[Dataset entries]
——————————
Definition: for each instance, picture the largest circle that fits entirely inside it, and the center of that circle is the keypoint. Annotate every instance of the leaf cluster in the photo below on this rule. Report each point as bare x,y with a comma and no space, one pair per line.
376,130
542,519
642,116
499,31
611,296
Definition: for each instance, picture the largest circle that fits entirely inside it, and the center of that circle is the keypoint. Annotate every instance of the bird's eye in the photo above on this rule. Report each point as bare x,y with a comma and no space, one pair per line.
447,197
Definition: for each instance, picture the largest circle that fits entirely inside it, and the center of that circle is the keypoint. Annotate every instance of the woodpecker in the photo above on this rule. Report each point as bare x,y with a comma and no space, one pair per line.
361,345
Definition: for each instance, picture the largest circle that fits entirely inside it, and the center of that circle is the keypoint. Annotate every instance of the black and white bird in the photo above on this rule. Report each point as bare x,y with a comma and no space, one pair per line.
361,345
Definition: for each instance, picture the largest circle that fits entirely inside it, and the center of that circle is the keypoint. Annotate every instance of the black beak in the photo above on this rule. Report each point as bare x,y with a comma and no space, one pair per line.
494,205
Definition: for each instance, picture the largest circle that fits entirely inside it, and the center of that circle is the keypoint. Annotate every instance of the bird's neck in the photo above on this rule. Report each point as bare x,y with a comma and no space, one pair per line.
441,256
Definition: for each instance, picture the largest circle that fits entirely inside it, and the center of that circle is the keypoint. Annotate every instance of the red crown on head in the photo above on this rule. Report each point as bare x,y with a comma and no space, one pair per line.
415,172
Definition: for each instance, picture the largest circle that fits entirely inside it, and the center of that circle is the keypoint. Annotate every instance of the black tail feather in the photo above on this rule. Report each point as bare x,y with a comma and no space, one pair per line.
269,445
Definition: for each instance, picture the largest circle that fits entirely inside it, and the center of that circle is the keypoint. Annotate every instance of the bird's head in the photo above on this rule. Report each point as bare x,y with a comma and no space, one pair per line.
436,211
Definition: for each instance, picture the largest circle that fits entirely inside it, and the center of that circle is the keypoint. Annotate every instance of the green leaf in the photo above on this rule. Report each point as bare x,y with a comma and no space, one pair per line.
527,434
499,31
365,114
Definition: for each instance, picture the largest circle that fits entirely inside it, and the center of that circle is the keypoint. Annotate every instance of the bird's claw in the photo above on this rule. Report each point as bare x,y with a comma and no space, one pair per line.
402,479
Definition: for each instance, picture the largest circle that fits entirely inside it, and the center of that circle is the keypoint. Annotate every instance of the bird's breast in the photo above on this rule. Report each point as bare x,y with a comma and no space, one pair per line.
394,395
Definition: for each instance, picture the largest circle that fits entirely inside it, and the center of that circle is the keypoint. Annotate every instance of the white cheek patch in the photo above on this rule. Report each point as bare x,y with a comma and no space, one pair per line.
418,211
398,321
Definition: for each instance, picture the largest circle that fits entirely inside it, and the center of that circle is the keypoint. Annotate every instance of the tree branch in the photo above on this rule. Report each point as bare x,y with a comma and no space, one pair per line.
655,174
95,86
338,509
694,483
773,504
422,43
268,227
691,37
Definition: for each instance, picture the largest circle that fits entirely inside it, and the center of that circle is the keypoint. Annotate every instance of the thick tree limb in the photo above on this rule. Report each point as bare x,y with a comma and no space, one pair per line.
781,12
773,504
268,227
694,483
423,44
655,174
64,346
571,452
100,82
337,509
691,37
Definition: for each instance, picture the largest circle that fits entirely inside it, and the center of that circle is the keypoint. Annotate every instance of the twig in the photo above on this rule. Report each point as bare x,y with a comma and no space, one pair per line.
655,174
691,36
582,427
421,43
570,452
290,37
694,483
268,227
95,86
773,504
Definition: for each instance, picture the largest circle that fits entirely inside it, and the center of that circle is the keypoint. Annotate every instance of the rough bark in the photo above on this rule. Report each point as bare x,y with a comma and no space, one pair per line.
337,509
——————————
** WORK REQUIRED **
Lines from the one containing "of the twig" through the last line of the records, restated word for word: that is the whole response.

** COMPLETED TASK **
Definition: for each instance, picture the largest circle that fits entirely inside it, and the center of that circle is the keypoint. Annotate every instance of the twig in the photo above on this rule. Report each point as bare x,y with a comma and no space, one pair per line.
655,174
691,36
582,427
421,43
570,452
290,37
694,483
268,227
95,86
773,504
Definition: for each instance, picture the largest circle that fits entirely inside it, and the center of that circle is the keypoint. Annotate every instance of the rough bark in the photo above on this rule. Report each point as bare x,y with a comma and no space, one pair per line.
337,509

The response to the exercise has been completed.